At Pacific Quest, such risks don’t exist and students are meant to witness and honor their own struggles—to face their feelings, no matter how uncomfortable. This is so, as McKinney says, “they can help get themselves out.” Pacific Quest’s goal, McKinney adds, is to “evolve” the traditional wilderness therapy model.
PQ offers two tracks—an adolescent program for kids between the ages of 13 and 18 and a young adult program for the 18-24 year-olds. Based around what they call “whole person wellness,” Pacific Quest has a treatment team headed up by a Naturopathic Medical Director and the first order of business when clients check in is to get their sleep, diet, hygiene, exercise and nutrition sorted out before individual treatment plans are created.
This means that instead of the mountain-climbing or wilderness-wandering that are part of the curriculum at more traditional wilderness programs, clients are doing things like planting seeds and caring for fruit trees that they may not be able to literally enjoy the fruits of but know that future clients will. The reason for the focus on Horticultural Therapy is twofold: first because it helps develop a mind-body connection and secondly because the reason many clients find themselves at PQ is that traditional verbal therapies didn’t work.
Students also organize nurseries, design garden beds and create planting schedules, in turn having visceral experiences that can be used as metaphors for facing the issues they battle in their own lives when they return home. The other bonus of Horticultural Therapy is that it provides plenty of “contemplative time,” says McKinney. “They can meditate on the notion of saving themselves along with the society they’re living in.”
Clients are sent to Pacific Quest for a variety of reasons—anxiety disorders, PTSD, trauma or addiction, among others. ADHD is a common diagnosis students come in with and they’re often surprised when the first line of defense isn’t medication but cutting carbs, sugar and caffeine and adding supplements like fish oil, B complex and magnesium. Getting sleep schedules sorted out also helps regulate a great many formerly debilitating issues; students get at least nine hours of sleep a night and if the daily activities aren’t enough to wipe them out, PQ’s naturopath Dr. Britta Zimmer notes that lavender oil can be as beneficial as prescription medications when it comes to sleep.

MATERIAL SUPPLIED:
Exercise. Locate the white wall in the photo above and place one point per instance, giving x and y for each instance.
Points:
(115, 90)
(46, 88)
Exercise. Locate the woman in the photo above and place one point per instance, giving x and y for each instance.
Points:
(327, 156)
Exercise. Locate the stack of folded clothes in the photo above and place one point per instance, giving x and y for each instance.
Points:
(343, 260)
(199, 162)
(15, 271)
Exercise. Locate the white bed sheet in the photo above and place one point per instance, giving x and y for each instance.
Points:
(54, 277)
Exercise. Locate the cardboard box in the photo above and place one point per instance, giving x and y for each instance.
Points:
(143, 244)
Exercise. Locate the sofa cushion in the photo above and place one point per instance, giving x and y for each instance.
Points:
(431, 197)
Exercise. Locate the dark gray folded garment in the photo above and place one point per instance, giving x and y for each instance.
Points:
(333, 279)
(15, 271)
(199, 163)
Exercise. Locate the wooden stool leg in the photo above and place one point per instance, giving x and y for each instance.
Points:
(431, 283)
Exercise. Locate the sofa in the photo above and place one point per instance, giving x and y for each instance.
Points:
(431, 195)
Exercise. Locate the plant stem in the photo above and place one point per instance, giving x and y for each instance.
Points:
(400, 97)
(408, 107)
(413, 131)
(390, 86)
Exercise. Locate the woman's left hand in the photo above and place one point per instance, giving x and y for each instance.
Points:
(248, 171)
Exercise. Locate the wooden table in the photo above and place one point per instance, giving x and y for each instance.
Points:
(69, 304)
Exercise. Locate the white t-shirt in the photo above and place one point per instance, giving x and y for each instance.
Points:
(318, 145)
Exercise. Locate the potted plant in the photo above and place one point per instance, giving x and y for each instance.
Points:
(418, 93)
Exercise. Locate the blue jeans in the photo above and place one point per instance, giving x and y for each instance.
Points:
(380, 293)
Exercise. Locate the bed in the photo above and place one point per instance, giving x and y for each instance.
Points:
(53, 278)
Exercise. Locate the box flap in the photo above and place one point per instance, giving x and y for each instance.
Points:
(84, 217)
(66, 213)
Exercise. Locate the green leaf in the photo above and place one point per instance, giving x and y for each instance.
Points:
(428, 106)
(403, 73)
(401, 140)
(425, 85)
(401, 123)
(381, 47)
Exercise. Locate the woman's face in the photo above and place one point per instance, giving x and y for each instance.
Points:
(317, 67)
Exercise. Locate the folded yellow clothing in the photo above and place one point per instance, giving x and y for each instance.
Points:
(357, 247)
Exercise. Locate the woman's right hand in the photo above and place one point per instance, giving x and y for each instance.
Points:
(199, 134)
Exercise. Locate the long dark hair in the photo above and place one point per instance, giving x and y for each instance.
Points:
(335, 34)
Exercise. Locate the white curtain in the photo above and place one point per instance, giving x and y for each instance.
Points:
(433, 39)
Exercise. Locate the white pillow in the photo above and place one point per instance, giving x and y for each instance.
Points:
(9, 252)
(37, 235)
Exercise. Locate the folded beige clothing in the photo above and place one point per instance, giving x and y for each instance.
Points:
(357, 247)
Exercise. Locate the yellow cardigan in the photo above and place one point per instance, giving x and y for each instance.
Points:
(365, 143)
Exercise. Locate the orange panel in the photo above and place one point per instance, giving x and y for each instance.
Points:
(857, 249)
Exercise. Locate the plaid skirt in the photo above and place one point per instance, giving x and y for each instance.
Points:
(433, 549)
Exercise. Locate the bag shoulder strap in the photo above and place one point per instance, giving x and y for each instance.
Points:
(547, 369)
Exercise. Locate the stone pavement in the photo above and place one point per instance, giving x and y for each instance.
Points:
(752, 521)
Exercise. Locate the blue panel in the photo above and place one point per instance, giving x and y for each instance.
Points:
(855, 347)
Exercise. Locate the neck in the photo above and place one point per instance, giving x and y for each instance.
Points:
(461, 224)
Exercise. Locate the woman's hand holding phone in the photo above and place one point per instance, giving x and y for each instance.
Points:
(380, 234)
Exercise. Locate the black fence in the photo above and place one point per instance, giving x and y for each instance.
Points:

TO DO:
A. Translate this sentence from the Pacific Quest excerpt into Spanish: "PQ offers two tracks—an adolescent program for kids between the ages of 13 and 18 and a young adult program for the 18-24 year-olds."
B. Please turn the paragraph of the Pacific Quest excerpt that begins "Clients are sent to Pacific Quest for a variety of reasons" into a short bulleted list that keeps its main facts.
C. Continue the Pacific Quest excerpt, picking up after its final sentence.

LIST OF ANSWERS:
A. PQ ofrece dos programas: uno para adolescentes de entre 13 y 18 años y otro para adultos jóvenes de entre 18 y 24 años.

B.
- Clients come to Pacific Quest for reasons such as anxiety disorders, PTSD, trauma or addiction.
- ADHD is a common diagnosis on arrival. The first line of defense is not medication but cutting carbs, sugar and caffeine and adding supplements like fish oil, B complex and magnesium, which often surprises students.
- Sorting out sleep schedules helps regulate many formerly debilitating issues. Students get at least nine hours of sleep a night.
- PQ's naturopath, Dr. Britta Zimmer, notes that lavender oil can be as beneficial as prescription medications for sleep.

C.
But those aren’t the only aspects of life that are bound to be new to the average incoming client; purified water and herbal tea are the only liquids that are served and all students are taught to cook and prepare food made out of the fresh, locally grown ingredients. The food is roughly half organic ingredients and almost entirely gluten-free (vegan, dairy-free and other requests are also accommodated). Meals are heavy on whole grains, vegetables and fruits and don’t include sugars or processed foods. But adolescents can’t restore positive functioning on food alone; they’re also given acupuncture treatments and must engage in regular exercise, including stretching, yoga and cardio as well as hiking, walking, swimming and working in the gardens and camps.
Just because overall health is a focus doesn’t mean that traditional education isn’t a part of the program; students who stay for eight weeks can also study language and science, among other subjects, and these credits can be transferred to schools they may be on leave from.
Though the Pacific Quest success stories from alumni are manifold—from alumni as well as their parents—there are of course no guarantees. But isn’t a place like this, which may well sort out more severe issues before they develop, better than the potential alternative?